(Image point annotation entries)
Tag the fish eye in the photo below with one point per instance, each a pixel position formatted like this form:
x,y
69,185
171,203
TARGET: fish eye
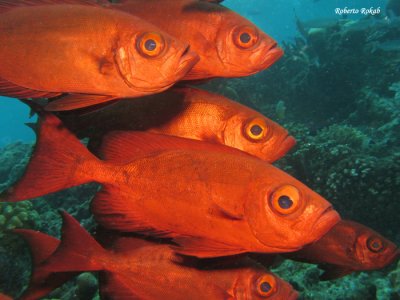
x,y
286,199
150,44
266,285
375,244
245,37
256,129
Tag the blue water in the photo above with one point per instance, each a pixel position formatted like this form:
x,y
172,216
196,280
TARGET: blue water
x,y
12,121
276,17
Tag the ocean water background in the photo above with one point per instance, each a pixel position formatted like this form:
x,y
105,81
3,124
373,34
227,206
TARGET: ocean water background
x,y
276,17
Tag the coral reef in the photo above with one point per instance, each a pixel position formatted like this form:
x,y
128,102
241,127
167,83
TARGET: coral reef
x,y
368,286
337,90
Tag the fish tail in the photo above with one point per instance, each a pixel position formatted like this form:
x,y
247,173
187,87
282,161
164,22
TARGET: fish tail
x,y
58,161
56,262
78,250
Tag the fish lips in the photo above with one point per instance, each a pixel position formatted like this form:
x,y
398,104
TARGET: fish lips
x,y
326,220
272,54
393,258
288,143
294,295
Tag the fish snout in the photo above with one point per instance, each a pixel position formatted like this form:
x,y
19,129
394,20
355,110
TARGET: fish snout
x,y
271,53
188,58
326,220
294,295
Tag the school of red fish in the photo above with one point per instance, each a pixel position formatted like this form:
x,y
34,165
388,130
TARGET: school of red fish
x,y
191,204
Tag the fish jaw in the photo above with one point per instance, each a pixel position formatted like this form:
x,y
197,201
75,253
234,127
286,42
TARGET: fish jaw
x,y
124,66
326,220
294,295
271,56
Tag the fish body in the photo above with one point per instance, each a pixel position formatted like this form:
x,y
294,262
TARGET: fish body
x,y
346,248
87,50
220,204
228,44
4,297
133,268
189,113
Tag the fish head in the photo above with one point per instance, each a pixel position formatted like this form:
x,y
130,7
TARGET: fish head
x,y
257,283
287,214
152,61
255,134
373,251
243,48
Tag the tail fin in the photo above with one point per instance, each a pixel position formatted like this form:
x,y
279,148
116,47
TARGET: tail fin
x,y
55,262
42,282
54,163
78,250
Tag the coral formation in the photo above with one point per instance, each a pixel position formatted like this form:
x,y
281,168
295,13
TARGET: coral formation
x,y
337,91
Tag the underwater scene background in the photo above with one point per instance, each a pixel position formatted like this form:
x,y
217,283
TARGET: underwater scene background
x,y
336,90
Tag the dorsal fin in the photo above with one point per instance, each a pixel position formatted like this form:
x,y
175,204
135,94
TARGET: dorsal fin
x,y
9,89
213,1
123,146
10,4
41,245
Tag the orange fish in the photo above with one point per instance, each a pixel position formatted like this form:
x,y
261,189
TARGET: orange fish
x,y
346,248
97,54
189,113
138,269
4,297
211,202
228,44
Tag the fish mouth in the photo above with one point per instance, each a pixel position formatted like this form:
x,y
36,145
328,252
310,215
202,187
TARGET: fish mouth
x,y
393,258
294,295
327,219
188,59
288,143
273,53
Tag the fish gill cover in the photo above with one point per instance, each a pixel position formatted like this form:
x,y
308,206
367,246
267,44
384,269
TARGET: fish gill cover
x,y
336,90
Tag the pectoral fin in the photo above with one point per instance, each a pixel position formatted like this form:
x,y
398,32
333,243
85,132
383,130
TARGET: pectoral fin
x,y
332,272
204,248
76,101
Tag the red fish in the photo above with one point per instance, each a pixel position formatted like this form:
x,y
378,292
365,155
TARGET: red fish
x,y
211,201
346,248
4,297
97,54
138,269
228,44
189,113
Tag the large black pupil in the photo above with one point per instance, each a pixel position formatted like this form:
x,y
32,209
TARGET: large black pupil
x,y
375,245
265,287
285,202
150,45
256,130
245,38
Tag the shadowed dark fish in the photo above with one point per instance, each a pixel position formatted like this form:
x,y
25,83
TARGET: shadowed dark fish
x,y
137,269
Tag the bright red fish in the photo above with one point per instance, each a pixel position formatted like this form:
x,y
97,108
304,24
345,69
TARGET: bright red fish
x,y
138,269
228,44
346,248
189,113
97,54
4,297
211,201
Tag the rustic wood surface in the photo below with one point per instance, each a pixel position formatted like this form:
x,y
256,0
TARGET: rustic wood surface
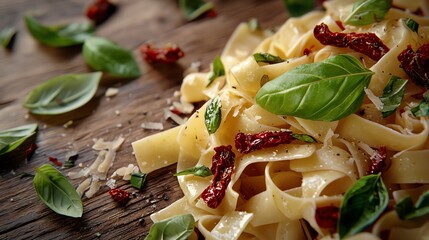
x,y
28,64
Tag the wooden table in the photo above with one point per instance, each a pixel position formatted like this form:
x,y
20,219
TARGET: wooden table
x,y
28,64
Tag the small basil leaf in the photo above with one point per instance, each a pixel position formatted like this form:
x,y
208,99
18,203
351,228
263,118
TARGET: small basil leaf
x,y
104,55
267,58
411,24
298,8
59,36
323,91
56,192
217,70
392,95
407,211
200,171
213,115
11,138
363,203
368,11
6,37
62,94
178,228
192,9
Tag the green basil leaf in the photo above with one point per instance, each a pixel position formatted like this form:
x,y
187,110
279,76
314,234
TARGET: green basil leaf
x,y
217,70
392,95
11,138
192,9
323,91
298,8
178,228
6,36
200,171
407,211
213,115
411,24
368,11
267,58
59,36
104,55
363,203
56,192
62,94
138,180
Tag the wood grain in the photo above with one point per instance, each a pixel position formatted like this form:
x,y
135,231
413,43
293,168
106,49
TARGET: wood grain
x,y
28,64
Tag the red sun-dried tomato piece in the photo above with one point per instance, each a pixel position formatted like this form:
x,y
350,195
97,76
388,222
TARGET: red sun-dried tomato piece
x,y
120,196
365,43
327,217
246,143
222,169
416,64
169,54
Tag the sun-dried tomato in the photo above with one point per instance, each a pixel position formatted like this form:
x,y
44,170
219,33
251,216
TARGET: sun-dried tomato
x,y
365,43
416,64
246,143
169,54
327,217
100,11
222,169
120,196
378,161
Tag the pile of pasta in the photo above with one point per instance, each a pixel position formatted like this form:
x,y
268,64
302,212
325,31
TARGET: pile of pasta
x,y
274,192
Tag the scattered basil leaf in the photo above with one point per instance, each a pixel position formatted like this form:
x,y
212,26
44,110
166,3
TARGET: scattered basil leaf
x,y
267,58
407,211
178,228
56,192
11,138
62,94
192,9
104,55
411,24
138,180
6,36
59,36
363,203
392,95
298,8
368,11
304,137
217,70
213,115
323,91
200,171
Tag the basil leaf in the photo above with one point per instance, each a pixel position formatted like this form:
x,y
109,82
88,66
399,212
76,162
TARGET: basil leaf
x,y
213,115
56,192
138,180
368,11
6,37
59,36
104,55
363,203
62,94
407,211
323,91
298,8
267,58
217,70
11,138
200,171
411,24
392,95
178,227
192,9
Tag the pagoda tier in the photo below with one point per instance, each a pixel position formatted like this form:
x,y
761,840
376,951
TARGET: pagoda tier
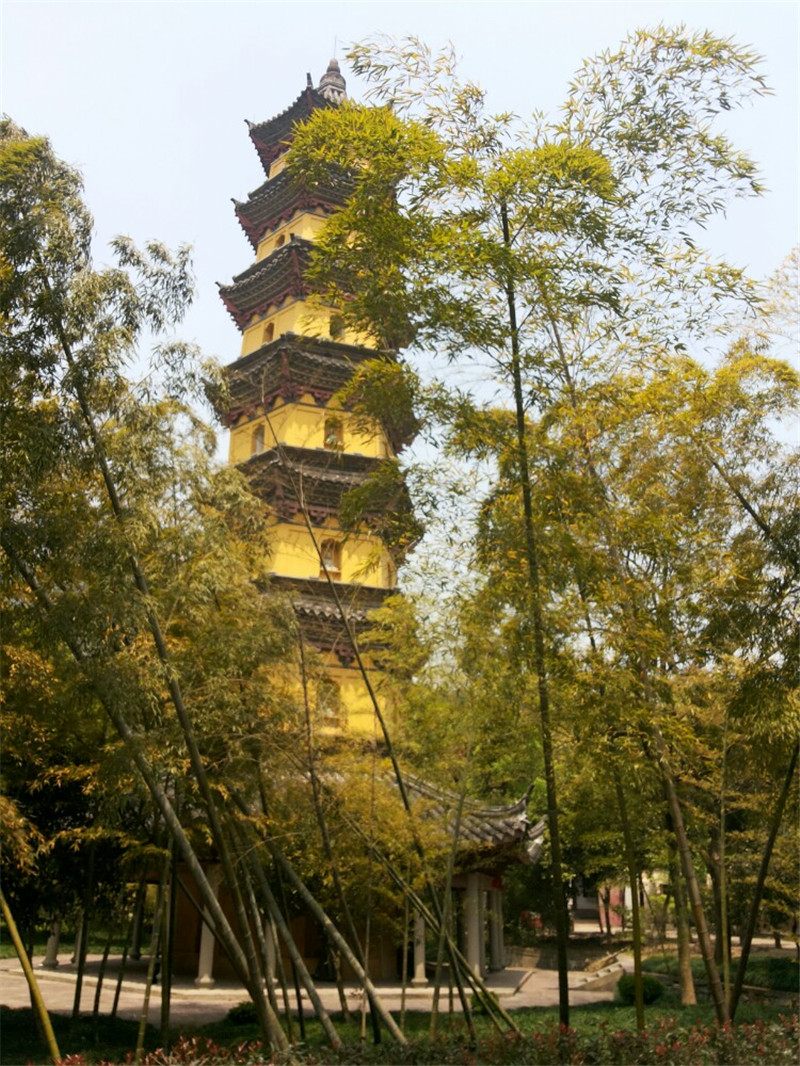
x,y
322,477
319,616
273,136
292,367
269,281
280,198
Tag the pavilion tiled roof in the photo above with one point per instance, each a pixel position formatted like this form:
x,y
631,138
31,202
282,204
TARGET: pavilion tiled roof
x,y
277,199
269,281
483,827
271,138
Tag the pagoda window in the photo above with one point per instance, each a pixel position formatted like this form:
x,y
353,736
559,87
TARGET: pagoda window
x,y
257,439
334,435
331,552
336,327
329,700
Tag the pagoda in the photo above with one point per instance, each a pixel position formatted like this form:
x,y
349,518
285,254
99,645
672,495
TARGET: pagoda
x,y
299,448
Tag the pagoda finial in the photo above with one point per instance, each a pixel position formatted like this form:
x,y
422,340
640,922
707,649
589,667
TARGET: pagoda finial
x,y
332,85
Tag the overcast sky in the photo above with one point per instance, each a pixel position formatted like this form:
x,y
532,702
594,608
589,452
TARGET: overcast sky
x,y
149,100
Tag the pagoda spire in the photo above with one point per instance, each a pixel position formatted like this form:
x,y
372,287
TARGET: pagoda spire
x,y
332,84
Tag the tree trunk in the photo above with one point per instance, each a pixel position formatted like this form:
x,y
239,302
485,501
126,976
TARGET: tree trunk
x,y
692,887
686,978
152,962
630,860
82,949
540,661
763,870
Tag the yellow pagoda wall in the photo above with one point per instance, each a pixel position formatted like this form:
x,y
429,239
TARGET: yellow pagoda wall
x,y
302,224
293,554
298,317
302,424
364,559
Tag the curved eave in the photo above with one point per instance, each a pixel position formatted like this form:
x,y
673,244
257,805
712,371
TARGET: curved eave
x,y
280,199
272,136
268,283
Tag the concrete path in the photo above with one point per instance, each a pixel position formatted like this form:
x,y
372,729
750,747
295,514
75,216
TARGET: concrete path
x,y
192,1007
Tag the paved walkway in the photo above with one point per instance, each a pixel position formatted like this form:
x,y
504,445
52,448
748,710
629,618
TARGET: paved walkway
x,y
192,1006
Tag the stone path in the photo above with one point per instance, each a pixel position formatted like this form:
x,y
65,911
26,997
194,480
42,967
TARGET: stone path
x,y
190,1006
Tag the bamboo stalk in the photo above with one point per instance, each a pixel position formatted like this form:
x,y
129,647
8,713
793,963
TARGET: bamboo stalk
x,y
25,962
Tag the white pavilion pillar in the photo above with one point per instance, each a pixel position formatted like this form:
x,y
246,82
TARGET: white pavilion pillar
x,y
206,956
473,923
51,952
496,950
419,978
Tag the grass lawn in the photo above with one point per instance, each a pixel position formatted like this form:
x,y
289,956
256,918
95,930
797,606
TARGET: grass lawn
x,y
601,1033
778,972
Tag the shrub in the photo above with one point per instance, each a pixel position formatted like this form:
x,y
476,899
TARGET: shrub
x,y
652,988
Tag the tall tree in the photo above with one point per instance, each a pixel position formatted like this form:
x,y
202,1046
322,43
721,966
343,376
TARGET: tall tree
x,y
121,543
484,237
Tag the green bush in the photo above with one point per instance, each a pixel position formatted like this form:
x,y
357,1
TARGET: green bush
x,y
652,988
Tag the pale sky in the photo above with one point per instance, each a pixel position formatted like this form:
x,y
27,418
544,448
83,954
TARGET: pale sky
x,y
149,100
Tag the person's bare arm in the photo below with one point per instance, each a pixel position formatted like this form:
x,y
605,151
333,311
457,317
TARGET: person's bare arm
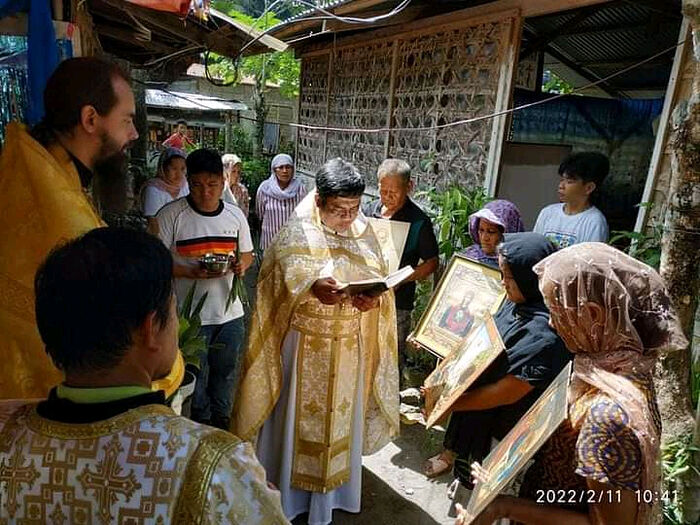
x,y
153,227
244,263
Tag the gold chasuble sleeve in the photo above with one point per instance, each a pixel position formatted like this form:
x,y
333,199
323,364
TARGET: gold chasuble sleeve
x,y
42,205
334,342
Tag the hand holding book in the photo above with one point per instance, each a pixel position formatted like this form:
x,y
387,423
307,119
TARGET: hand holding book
x,y
376,287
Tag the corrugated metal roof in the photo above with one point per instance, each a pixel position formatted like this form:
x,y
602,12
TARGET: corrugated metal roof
x,y
614,36
179,100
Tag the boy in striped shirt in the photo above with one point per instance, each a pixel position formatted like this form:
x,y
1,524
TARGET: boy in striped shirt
x,y
191,227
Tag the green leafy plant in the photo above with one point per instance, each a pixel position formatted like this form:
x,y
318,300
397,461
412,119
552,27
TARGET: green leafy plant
x,y
241,143
644,246
450,211
238,289
678,457
255,171
279,67
554,84
192,344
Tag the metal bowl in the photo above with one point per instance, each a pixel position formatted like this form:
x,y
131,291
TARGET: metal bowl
x,y
215,262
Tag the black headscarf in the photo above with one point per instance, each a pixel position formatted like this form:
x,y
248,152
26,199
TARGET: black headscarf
x,y
522,251
534,353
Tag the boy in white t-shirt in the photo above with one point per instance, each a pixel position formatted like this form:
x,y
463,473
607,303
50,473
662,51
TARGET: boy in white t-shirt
x,y
575,219
191,227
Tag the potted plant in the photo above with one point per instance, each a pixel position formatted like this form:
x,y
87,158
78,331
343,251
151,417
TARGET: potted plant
x,y
193,346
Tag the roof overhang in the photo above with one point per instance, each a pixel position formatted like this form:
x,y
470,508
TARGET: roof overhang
x,y
190,101
143,36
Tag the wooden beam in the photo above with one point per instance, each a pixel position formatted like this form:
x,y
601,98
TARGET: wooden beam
x,y
619,63
504,96
411,13
664,127
542,41
608,28
659,7
588,75
437,23
131,37
293,28
528,8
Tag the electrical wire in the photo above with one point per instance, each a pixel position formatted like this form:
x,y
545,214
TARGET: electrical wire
x,y
329,15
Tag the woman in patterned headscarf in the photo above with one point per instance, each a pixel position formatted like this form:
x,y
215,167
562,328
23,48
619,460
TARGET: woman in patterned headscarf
x,y
487,227
615,314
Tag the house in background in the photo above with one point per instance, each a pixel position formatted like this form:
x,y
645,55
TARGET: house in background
x,y
436,63
206,116
281,110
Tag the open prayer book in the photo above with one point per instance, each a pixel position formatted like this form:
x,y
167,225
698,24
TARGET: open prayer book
x,y
375,287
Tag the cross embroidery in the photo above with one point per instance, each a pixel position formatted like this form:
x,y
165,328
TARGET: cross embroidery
x,y
13,475
107,481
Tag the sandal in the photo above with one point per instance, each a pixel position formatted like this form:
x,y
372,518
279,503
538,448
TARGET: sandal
x,y
438,464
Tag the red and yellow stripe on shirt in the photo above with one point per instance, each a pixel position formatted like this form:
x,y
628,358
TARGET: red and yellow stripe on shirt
x,y
203,245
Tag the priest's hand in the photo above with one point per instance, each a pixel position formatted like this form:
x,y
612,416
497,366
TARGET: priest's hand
x,y
326,290
365,303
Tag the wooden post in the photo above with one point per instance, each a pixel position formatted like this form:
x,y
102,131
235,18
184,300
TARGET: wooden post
x,y
392,89
663,131
503,98
228,137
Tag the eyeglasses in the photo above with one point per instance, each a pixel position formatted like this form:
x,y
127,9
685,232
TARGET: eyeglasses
x,y
342,213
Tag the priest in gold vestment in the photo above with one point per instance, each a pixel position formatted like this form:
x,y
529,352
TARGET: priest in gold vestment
x,y
320,385
103,448
44,178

_Set problem_:
Return, word for word, the lines of the rows from the line containing "Tag the cross" through the last line of the rows, with both ends included.

_Final result_:
Tag the cross embroidery in the photo above with one point per instance, each a pixel position formatted like this form:
x,y
165,328
TARGET: cross embroidery
x,y
13,475
107,481
Tag the sandal in the photo above with one point per instance, each a pixel position formatted like this form:
x,y
372,518
279,503
538,448
TARGET: sandal
x,y
438,464
Tag the red and yellow stripe on shirt in the photo above with one point per instance, each a pixel position formatted like this form:
x,y
628,358
TARGET: red and yellow stripe on shirt
x,y
203,245
Tag the priest's hand in the photo above with one point per instance, each a pixel position formatted like this form:
x,y
612,416
497,366
TARGET: priest's hand
x,y
326,290
365,303
Tag the wooden post in the photo above with one point per instance, each a pixel position formatted like this form:
x,y
102,131
235,18
184,300
TARGET: wooden post
x,y
392,89
663,131
503,98
228,137
Tag the eyeglasses in the photo above with one point per instance, each a pixel position formatted like this form:
x,y
127,9
685,232
TARGET: eyeglasses
x,y
342,213
Tag the priest in gold vestment in the photo above with one point per instance, each a pixel position formatted like this form:
x,y
529,352
TARGET: priest in gold vestment
x,y
320,385
103,448
44,178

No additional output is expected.